• Objective
Rewrite the listing below with every instance of "Request query" changed to "Search query", keeping all other text the same.

[Bounding box annotation listing]
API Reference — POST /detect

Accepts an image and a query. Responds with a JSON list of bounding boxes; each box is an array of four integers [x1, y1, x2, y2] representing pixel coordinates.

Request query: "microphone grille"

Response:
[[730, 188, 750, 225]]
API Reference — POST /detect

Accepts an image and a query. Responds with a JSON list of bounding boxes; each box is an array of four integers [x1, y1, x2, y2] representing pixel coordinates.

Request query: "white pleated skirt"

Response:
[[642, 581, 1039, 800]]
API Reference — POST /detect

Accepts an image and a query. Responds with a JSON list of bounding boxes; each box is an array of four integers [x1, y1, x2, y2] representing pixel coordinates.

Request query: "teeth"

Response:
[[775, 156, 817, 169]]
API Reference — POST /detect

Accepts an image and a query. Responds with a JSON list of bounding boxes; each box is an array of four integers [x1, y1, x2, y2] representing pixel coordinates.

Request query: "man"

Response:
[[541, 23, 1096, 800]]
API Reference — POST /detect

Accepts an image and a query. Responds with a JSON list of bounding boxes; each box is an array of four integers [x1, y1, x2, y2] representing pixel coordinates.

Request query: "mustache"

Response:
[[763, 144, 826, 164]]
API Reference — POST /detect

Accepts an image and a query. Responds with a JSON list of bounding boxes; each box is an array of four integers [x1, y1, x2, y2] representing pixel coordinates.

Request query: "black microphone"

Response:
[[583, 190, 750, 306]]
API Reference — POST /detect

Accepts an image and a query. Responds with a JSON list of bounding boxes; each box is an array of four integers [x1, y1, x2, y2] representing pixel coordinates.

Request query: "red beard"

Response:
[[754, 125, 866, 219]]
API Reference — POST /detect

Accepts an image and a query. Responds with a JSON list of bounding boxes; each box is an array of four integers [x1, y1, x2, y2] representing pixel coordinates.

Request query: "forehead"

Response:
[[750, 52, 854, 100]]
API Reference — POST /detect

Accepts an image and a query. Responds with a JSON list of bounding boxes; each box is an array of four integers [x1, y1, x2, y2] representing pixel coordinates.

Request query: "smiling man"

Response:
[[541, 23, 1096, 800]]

• Response
API Reference — POST /detect

Accepts an image and a query. Responds with a JSON list of bounding boxes; each box is an array of four integers [x1, y1, x2, y2] representing pixel coordinates.

Search query: "microphone grille"

Response:
[[730, 188, 750, 225]]
API Reference — POST /detect

Accepts an image and a query. Responds with a JSON list of bounding boxes; each box is an array of four integers [x1, y1, x2, y2] representing pixel coordinates.

Search query: "white pleated skirt"

Response:
[[642, 581, 1039, 800]]
API Reference — POST /detect

Accepts an image and a query. Responds with a JSON list of bounding boxes; each box is an array of four integers [x1, y1, x2, y2] representing pixel coordinates.

Search query: "teeth"

Response:
[[775, 156, 817, 169]]
API Reference — POST /detect

Accepts an image and a query. Responds with a JSON list of bounding boxes; each box is an array of four integers [x1, y1, x2, y2] representing pixel coordinates.

Search query: "man"

Response:
[[541, 23, 1096, 800]]
API Reference — POST /detect

Accepts an image and a query. Responds with a JSON list of bounding boxes; each box is an array of four integers [x1, y1, x2, y2] representing pixel coordinates.

Search query: "mustache"

Response:
[[763, 144, 826, 164]]
API Reference — POST /detect

Accepts an image and a query. Responds with a JSON list of bounding boxes; each box is an array of four integers [x1, y1, x2, y2] representing pixel coordinates.

Search query: "black microphone"

Response:
[[583, 190, 750, 306]]
API Reference — POST /detect

Accepts an image and a query. Responds with a JSON list of bounding boxes; each box is an array of four integers [x1, y1, x2, y2] representing pixel coordinates.

Search query: "red beard"

Response:
[[754, 125, 866, 219]]
API Reference — POST /detect

Accepts an image and a query. Responds with a JSON list of bounding boxes; each box is an array of four integers [x1, y1, x2, y2] representing pixel coordinates.

Search query: "forehead"

Response:
[[750, 52, 854, 100]]
API Reference — POST /detect

Accepts an image and a query. Responds with a JSON list of bounding boxes; each box is an array of four integers [x1, y1, x2, y2] representing pixel coordinates.

Search query: "smiling man"

Response:
[[541, 23, 1096, 800]]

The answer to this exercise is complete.